[Stored items]
|---|

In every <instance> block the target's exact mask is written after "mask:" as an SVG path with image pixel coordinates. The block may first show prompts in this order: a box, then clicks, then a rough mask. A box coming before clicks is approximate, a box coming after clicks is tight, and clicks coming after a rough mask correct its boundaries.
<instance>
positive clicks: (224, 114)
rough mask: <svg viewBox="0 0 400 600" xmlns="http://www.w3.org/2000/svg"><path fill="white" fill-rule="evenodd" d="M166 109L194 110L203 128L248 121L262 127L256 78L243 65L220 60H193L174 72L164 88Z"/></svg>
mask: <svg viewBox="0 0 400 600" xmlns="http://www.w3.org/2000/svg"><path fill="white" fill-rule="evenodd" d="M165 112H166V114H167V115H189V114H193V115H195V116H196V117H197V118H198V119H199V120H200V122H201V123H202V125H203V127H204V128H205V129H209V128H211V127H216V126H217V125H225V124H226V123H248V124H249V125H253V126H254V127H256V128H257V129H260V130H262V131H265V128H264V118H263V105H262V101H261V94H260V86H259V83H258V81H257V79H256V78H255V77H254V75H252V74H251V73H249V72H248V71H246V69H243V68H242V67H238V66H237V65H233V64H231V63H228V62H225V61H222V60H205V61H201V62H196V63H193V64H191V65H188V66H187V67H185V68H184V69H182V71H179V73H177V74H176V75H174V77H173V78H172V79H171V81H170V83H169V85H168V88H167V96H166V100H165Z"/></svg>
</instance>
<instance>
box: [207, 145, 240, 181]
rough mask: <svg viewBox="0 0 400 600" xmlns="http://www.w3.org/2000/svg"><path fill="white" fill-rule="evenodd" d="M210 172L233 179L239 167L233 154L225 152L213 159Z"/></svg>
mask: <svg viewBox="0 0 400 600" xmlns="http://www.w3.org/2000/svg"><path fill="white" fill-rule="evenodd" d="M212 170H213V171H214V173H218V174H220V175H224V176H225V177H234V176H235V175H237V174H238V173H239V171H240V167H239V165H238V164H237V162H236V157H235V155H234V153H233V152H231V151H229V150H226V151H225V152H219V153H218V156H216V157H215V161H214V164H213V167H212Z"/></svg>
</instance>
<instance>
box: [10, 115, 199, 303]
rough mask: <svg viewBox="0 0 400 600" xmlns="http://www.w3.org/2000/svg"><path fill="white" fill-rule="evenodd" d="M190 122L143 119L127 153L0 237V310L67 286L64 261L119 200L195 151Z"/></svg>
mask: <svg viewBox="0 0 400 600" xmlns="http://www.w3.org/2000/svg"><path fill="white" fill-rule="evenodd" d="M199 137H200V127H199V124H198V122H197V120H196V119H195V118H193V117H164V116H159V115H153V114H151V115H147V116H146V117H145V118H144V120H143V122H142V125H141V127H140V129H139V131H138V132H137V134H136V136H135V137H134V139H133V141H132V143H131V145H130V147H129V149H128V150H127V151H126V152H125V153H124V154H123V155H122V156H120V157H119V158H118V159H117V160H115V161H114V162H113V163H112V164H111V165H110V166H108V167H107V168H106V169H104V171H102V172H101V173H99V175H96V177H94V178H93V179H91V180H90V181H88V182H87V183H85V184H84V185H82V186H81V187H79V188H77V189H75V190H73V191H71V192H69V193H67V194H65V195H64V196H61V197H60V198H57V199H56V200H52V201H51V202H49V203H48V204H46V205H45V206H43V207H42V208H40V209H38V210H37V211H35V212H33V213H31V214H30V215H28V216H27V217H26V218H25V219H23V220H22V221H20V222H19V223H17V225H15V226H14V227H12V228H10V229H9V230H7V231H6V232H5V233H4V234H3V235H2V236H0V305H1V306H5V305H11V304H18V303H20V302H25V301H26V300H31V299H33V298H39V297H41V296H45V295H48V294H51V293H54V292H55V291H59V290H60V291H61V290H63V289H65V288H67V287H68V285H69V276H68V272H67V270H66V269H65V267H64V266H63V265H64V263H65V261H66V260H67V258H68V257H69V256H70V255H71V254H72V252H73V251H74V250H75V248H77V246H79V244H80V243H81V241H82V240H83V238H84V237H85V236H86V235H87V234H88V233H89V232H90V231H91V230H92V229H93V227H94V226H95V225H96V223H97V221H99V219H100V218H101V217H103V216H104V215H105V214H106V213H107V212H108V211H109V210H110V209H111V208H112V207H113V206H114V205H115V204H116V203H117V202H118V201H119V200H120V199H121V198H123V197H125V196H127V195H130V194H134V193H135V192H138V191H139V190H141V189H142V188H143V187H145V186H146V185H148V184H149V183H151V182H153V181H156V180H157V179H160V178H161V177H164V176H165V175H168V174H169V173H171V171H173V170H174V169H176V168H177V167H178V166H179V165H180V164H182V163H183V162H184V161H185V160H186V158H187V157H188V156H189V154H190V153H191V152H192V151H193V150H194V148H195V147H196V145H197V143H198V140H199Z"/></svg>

|---|

Show each line of the listing above that contains the word "image", copying every such line in full.

In every <instance> block the target's exact mask is written after "mask:" as an SVG path with image pixel coordinates. The block may first show prompts in this order: a box, then clicks, then a rough mask. A box coming before clicks is approximate, a box coming after clicks is tight, and clicks coming after a rough mask correct its boundaries.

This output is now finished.